┏━━

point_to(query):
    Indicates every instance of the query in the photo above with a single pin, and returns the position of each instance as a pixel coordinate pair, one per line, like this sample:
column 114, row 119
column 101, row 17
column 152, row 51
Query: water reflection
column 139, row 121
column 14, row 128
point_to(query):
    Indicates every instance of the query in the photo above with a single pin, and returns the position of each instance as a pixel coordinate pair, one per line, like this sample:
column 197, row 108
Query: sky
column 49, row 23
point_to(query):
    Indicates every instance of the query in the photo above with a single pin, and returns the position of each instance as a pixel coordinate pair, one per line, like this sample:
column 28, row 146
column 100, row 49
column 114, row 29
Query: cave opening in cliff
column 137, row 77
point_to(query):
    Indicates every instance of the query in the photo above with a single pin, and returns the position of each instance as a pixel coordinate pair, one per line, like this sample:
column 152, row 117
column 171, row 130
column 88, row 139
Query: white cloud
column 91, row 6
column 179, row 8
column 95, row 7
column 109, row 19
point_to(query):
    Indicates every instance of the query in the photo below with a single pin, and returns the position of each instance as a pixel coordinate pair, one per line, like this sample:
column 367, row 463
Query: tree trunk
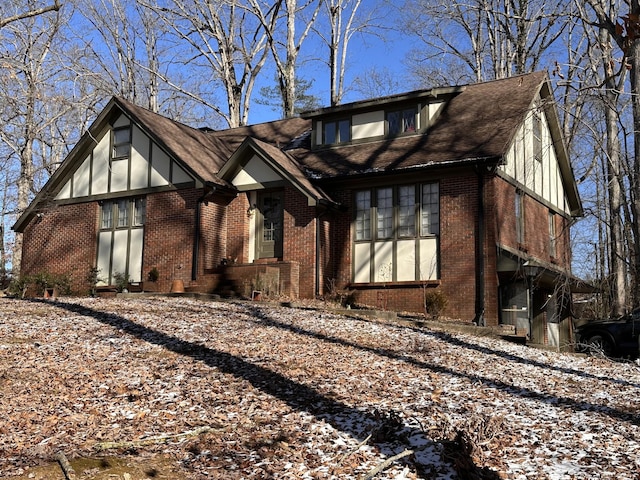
column 613, row 172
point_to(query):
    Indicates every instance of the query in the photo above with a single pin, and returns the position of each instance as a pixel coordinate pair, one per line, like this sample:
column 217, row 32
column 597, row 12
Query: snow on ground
column 302, row 394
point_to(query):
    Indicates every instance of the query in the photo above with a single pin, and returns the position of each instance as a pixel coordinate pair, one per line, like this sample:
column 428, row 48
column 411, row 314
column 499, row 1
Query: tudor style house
column 465, row 190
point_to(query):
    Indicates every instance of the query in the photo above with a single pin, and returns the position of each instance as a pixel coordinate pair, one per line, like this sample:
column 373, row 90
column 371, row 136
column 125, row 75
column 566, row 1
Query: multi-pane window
column 139, row 212
column 121, row 142
column 384, row 213
column 123, row 213
column 552, row 234
column 338, row 131
column 402, row 121
column 430, row 212
column 407, row 211
column 519, row 213
column 537, row 137
column 126, row 212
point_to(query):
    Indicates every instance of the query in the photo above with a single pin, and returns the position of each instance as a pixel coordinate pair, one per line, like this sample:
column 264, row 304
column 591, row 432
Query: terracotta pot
column 177, row 286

┗━━

[WORK REQUIRED] Retype exactly. Start at the line with "column 566, row 1" and stop at the last line of the data.

[TASK ANSWER]
column 566, row 1
Query: multi-pane window
column 139, row 212
column 121, row 142
column 384, row 213
column 123, row 213
column 552, row 234
column 338, row 131
column 402, row 121
column 430, row 212
column 407, row 211
column 519, row 213
column 537, row 137
column 126, row 212
point_to(query):
    Indicates every instance of the query in the photo above with a single pin, and returns the position of each instance as a pixel coordinate pair, one per line, like this sample:
column 264, row 304
column 591, row 432
Query: terracotta pot
column 177, row 286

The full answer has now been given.